*Instructions to follow*. Among the entries, find the lines with the string "leafy" and report them.

[[ Entries shown open ]]

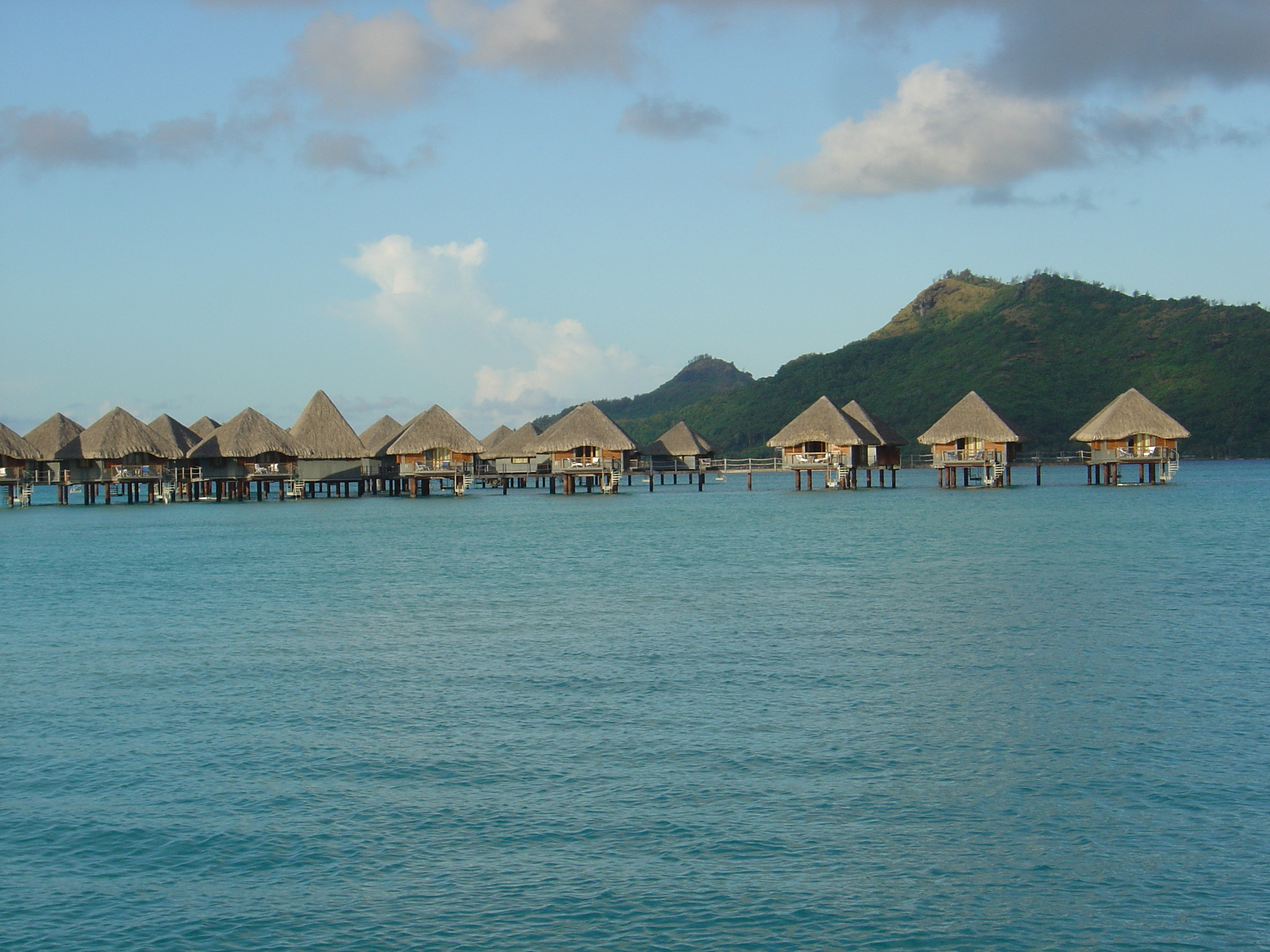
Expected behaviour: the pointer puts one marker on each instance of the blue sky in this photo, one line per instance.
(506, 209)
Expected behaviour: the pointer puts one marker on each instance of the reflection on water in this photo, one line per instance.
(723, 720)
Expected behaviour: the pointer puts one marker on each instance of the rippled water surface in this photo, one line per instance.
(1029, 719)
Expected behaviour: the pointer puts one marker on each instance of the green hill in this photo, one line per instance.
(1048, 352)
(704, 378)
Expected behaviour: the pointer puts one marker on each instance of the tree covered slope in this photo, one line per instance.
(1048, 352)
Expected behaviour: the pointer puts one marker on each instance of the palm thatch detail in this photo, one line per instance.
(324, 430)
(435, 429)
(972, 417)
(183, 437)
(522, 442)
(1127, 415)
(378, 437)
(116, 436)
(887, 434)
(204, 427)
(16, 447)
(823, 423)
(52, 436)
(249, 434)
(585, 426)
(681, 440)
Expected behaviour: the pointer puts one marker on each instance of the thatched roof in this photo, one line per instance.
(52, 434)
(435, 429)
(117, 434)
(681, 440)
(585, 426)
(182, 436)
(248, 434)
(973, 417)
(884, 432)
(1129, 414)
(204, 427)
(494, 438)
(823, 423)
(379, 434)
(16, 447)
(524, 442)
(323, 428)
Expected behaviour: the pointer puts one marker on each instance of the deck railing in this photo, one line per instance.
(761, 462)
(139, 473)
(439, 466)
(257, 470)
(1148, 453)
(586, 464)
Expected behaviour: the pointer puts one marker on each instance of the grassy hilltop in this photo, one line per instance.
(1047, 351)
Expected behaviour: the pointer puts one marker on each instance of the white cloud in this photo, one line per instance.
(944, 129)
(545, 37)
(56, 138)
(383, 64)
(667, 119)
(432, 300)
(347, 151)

[[ Entries shown closed ]]
[[ Entries shown open ]]

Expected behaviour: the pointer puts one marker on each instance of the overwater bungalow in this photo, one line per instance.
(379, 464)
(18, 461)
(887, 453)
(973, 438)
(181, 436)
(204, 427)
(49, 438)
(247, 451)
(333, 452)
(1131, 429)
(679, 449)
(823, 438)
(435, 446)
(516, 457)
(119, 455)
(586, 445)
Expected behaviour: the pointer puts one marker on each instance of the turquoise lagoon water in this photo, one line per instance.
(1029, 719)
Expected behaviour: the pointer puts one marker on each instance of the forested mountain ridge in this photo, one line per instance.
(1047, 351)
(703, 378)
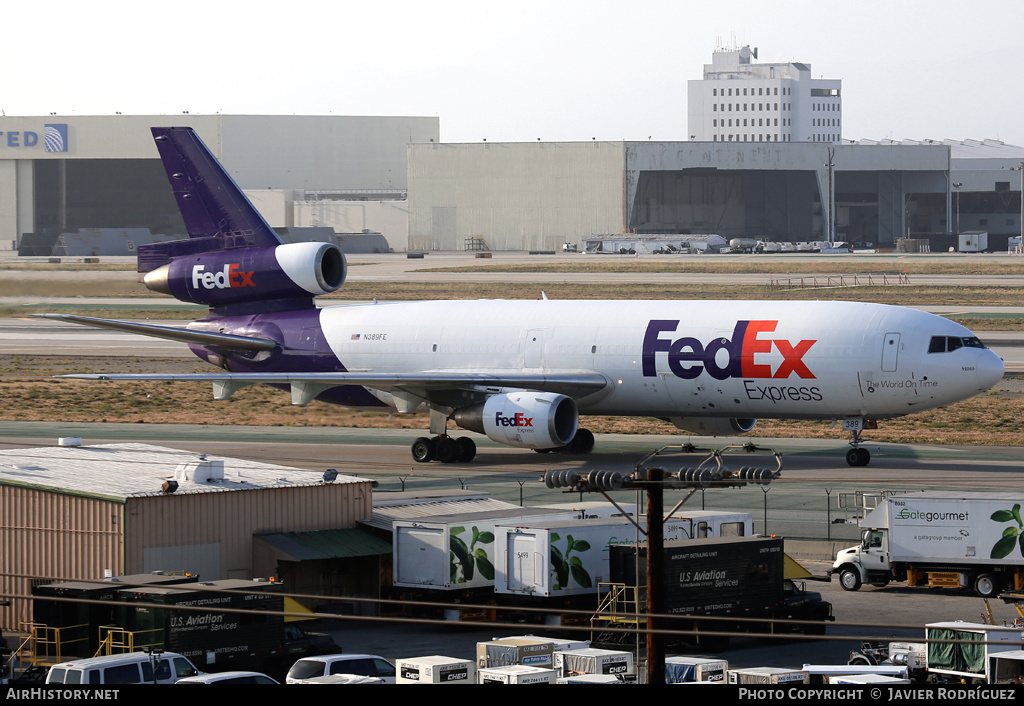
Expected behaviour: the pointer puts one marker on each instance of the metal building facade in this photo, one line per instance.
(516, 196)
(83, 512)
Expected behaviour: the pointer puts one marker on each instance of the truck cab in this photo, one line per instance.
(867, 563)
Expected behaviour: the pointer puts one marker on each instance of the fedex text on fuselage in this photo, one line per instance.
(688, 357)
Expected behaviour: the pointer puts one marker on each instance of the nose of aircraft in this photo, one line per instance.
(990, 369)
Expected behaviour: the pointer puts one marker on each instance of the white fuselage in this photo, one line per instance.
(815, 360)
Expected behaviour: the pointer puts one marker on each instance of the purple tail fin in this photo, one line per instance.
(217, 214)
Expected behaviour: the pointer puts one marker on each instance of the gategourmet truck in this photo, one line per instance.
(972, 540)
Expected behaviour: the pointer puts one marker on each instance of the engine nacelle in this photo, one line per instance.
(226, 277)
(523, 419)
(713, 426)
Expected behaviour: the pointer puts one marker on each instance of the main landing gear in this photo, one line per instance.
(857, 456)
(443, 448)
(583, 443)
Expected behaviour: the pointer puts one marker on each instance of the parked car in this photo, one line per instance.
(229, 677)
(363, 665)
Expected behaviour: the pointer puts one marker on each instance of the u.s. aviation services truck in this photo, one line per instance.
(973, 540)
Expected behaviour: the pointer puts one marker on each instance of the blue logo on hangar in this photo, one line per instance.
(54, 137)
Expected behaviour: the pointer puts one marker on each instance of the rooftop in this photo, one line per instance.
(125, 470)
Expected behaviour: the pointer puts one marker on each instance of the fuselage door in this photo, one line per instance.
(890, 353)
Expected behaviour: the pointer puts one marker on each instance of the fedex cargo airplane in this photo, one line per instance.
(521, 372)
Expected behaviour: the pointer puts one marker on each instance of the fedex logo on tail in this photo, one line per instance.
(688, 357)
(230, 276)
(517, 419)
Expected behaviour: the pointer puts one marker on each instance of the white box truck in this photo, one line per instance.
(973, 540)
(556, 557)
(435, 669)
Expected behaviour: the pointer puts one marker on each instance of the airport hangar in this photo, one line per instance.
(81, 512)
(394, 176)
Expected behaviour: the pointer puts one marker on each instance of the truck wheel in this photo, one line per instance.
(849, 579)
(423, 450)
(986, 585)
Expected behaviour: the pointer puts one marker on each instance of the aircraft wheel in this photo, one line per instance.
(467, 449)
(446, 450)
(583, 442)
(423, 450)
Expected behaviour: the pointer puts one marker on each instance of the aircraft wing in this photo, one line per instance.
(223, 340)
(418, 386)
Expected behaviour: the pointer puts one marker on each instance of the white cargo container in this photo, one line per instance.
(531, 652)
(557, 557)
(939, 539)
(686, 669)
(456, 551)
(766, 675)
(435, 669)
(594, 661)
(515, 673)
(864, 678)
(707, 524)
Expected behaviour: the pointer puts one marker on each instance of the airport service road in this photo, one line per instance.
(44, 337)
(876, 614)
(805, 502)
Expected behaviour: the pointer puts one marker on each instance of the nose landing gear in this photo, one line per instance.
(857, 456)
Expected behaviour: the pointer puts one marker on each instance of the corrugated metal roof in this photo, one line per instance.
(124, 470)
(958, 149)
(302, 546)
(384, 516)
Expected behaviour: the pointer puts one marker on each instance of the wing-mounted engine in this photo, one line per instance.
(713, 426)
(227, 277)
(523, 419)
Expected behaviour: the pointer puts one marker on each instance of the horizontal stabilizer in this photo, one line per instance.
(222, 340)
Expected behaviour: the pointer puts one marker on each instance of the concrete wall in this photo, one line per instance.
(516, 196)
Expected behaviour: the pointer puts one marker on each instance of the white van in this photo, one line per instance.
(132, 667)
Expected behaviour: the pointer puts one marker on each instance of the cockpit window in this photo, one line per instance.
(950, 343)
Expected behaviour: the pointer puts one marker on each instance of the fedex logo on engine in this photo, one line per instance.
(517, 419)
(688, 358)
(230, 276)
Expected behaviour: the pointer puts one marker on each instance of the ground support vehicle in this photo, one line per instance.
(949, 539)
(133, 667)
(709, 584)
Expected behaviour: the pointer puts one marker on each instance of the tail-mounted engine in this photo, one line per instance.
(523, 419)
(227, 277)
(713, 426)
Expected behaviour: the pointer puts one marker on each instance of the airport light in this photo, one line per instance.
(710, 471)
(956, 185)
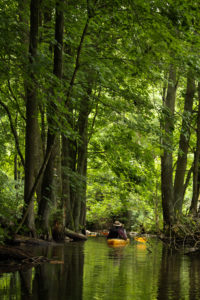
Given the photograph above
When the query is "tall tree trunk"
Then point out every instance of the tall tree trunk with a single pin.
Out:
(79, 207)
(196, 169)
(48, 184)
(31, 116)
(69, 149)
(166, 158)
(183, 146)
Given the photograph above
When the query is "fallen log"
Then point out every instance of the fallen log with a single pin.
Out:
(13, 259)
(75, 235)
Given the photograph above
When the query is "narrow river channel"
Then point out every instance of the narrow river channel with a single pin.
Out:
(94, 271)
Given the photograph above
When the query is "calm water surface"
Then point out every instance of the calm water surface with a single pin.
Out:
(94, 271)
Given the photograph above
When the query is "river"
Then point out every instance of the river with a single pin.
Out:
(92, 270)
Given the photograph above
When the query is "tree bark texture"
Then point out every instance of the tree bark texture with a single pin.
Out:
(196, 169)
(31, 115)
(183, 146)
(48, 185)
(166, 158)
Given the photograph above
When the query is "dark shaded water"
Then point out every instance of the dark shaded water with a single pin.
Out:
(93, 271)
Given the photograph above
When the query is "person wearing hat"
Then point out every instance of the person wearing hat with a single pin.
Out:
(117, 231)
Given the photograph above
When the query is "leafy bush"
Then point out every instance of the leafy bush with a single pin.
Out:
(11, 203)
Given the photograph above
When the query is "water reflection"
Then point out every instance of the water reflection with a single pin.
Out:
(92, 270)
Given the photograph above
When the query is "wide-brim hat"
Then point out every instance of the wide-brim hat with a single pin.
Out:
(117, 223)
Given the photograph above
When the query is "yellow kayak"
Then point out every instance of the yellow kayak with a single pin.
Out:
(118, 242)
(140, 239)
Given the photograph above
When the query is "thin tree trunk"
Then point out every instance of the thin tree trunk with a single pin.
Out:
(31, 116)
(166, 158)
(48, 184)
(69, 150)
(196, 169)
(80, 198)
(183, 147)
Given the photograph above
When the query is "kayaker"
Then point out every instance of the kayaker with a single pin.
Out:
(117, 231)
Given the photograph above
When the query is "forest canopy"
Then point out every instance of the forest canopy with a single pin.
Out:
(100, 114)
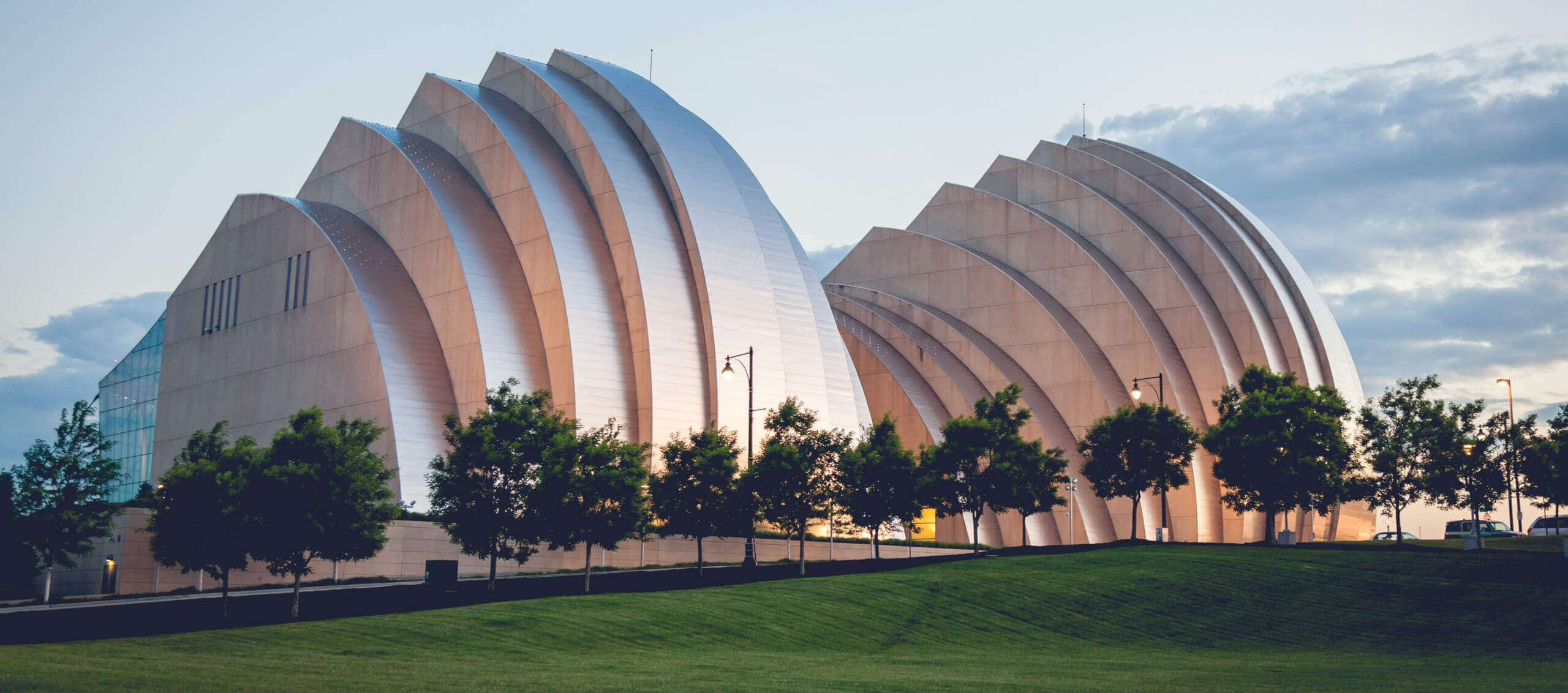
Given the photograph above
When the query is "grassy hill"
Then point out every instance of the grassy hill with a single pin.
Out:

[[ Entries shown closed ]]

*Answer to this exercise*.
When the query is "leafy bush"
Then point out every instance of the leafy bush with a single pin.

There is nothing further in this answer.